Problem:
Your answer should contain each record from the listing, repeated exactly.

Material for this task:
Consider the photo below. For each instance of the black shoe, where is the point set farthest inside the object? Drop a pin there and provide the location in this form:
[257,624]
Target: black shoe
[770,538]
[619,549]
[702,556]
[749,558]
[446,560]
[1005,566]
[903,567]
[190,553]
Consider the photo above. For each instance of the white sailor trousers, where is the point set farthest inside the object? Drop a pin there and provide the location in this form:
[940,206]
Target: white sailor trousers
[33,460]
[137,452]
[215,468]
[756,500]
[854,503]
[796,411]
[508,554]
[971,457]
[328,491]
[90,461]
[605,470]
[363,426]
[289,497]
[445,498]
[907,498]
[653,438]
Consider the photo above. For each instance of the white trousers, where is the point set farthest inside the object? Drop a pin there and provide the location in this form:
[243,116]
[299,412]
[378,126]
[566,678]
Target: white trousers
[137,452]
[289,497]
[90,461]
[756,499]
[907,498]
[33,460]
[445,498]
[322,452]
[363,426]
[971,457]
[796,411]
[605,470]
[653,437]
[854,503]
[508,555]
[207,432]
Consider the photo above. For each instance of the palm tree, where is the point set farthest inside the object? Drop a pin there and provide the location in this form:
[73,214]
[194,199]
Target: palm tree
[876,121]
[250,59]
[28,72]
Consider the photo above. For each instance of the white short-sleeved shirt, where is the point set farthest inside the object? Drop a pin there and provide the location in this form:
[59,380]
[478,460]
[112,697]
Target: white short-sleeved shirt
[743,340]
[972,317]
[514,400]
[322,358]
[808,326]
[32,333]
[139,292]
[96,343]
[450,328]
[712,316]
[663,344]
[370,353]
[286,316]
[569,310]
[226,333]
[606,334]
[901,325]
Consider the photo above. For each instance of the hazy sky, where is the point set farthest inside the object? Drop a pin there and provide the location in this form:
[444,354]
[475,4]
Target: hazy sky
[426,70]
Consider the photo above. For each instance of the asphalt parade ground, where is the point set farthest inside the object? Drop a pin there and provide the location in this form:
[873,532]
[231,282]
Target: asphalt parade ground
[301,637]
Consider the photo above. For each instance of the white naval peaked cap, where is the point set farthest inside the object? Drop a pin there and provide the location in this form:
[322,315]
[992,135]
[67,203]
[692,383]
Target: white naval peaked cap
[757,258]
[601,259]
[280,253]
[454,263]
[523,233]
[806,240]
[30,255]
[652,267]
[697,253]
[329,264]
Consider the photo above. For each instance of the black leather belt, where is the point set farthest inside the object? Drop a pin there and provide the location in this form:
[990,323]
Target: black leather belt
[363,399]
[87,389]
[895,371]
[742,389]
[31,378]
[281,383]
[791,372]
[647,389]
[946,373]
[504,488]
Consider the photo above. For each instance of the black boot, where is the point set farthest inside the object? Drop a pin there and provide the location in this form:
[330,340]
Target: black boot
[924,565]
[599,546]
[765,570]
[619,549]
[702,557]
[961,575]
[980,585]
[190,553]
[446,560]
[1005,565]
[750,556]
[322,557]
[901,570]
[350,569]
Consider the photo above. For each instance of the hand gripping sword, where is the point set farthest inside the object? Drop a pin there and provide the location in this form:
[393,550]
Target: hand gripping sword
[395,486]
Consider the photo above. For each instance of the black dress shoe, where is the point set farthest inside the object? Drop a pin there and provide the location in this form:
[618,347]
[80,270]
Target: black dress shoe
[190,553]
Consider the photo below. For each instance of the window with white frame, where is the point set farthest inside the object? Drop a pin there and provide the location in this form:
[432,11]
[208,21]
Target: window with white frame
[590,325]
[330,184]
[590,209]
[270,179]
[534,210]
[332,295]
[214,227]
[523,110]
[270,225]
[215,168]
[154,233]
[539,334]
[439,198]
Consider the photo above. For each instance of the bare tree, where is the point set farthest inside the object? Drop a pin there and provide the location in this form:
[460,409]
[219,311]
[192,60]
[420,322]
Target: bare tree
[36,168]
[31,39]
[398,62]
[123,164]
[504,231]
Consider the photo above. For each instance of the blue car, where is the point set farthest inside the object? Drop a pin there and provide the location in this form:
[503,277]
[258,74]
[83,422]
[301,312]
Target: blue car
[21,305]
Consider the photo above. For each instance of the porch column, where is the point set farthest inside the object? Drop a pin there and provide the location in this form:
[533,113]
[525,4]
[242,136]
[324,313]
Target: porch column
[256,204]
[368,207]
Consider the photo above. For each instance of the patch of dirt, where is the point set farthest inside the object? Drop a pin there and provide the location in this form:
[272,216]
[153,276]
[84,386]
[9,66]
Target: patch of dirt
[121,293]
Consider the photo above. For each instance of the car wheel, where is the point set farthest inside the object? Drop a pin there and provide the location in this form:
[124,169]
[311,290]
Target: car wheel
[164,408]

Problem solution:
Consider the photo below. For each instance of the black shoe, where is the point set farthest inside the object? Drop a pin there and provide the location in this form:
[257,624]
Target: black shoe
[770,538]
[619,549]
[702,556]
[749,558]
[446,560]
[1005,566]
[903,567]
[190,553]
Consider the photo above. For each instance of the white sailor trousers, where is the point set farthest inside the object? Drop a pin there and provide the location in this form:
[940,206]
Target: white sailor trousers
[33,460]
[137,452]
[215,468]
[756,500]
[854,503]
[796,411]
[508,554]
[971,457]
[328,491]
[90,461]
[605,470]
[363,426]
[289,497]
[445,498]
[907,498]
[653,438]
Consider the photo above. For each instance of the white trousers, where is the point set farthest inside the object? Drop a pin there and provide the location in this form:
[243,116]
[299,412]
[378,126]
[566,678]
Target: white trousers
[137,452]
[289,497]
[90,461]
[756,499]
[907,498]
[33,460]
[445,498]
[322,452]
[363,426]
[971,457]
[796,411]
[605,470]
[653,437]
[854,503]
[508,555]
[207,432]
Consider the photo above. For each instance of the palm tree, where is the point set farthest inside the object? Drop a pin there and provide the location in this form:
[73,214]
[194,199]
Target: palm tree
[876,121]
[250,59]
[28,72]
Consider the photo above. For each instance of the white short-sleeved shirt, where is the point set farthest inside the object? Drop a pin there and provide the location in this form:
[59,380]
[478,460]
[112,697]
Target: white short-sleeved shirt
[743,340]
[972,317]
[514,400]
[322,358]
[808,326]
[32,333]
[139,292]
[96,343]
[450,328]
[712,316]
[663,344]
[370,353]
[286,316]
[569,310]
[226,333]
[606,334]
[901,325]
Consider the photo above. For each instance of the hazy sky, where is the point set farthest inside the object? Drop a pin there and provide the location in this form:
[444,354]
[475,4]
Target: hazy sky
[426,70]
Consider the photo above. For each instance of the asphalt parade ground, where is the point set farthest inside the object? Drop a pin there and provide the location in this form:
[873,532]
[231,282]
Target: asphalt parade ground
[301,637]
Consider the photo above. For each instance of the white naval peaked cap, where is the point set farthest inside the object? Drop a pin there and provide the location in this form:
[322,315]
[992,135]
[67,203]
[692,383]
Target: white naval peaked cap
[757,258]
[601,259]
[280,253]
[454,263]
[523,233]
[806,240]
[30,255]
[652,267]
[697,253]
[329,264]
Consider the photo above. For each instance of the black leather belt, where is the point set farthest inside the object? Drop a pin there and provide the location in this form:
[990,323]
Target: black leather belt
[363,399]
[87,389]
[895,371]
[742,389]
[31,378]
[281,383]
[791,372]
[647,389]
[946,373]
[504,488]
Consider the photo above. For each instance of the black boot, where is the point set farthest inside the object? Drop a pin there and provide the location in this form:
[330,340]
Target: black boot
[924,565]
[599,546]
[765,570]
[619,549]
[702,557]
[961,575]
[980,585]
[190,553]
[446,560]
[1005,565]
[750,556]
[322,557]
[901,570]
[350,569]
Consider the photo above. For each instance of the hand gripping sword, where is the point set farthest inside the object? Drop a pin there and provide the location in this form:
[393,550]
Target: hand gripping sword
[395,486]
Consider the photo above. For each instance of the black dress shoe, where is the point set farthest inside the object? Drop a pin there and provide the location in this form:
[618,347]
[80,270]
Target: black dress shoe
[190,553]
Consider the photo below. For each instance of the window with white frame, where is the point set farthest inside the object? Drop a pin there and provide the location in this form:
[432,11]
[208,21]
Target: window with white frame
[590,325]
[330,184]
[590,209]
[270,179]
[534,210]
[332,295]
[214,227]
[523,110]
[270,225]
[215,168]
[154,233]
[539,334]
[439,198]
Consider the photo above. For each instance of the bare tree, where is the point set farthest inside the object? Drop a pin there and provide the location in this form:
[460,409]
[219,311]
[192,60]
[420,322]
Target: bare tree
[36,168]
[31,39]
[398,62]
[123,164]
[504,231]
Consider the photo above. For each instance of the blue car, where is the point set farthest inside the object? Drop a pin there and provide the location in this form:
[503,277]
[258,74]
[83,422]
[301,312]
Target: blue car
[21,305]
Consider the photo above. For each instance of the porch column, where is the point set farthest inside the object? Drop a pin there and provide the location in this form:
[533,113]
[525,4]
[242,136]
[324,313]
Target: porch column
[256,204]
[368,207]
Consider the photo above. For each instance of the patch of dirt, where is the point set farthest inside the object? Drop a pin there and provide the location in this form:
[272,216]
[153,276]
[84,386]
[9,66]
Target: patch of dirt
[121,293]
Consider the photo above. For each instance of the car wheel, where is the point set farthest inside the object? Drop a pin there and provide the location in this form:
[124,169]
[311,290]
Target: car wheel
[164,408]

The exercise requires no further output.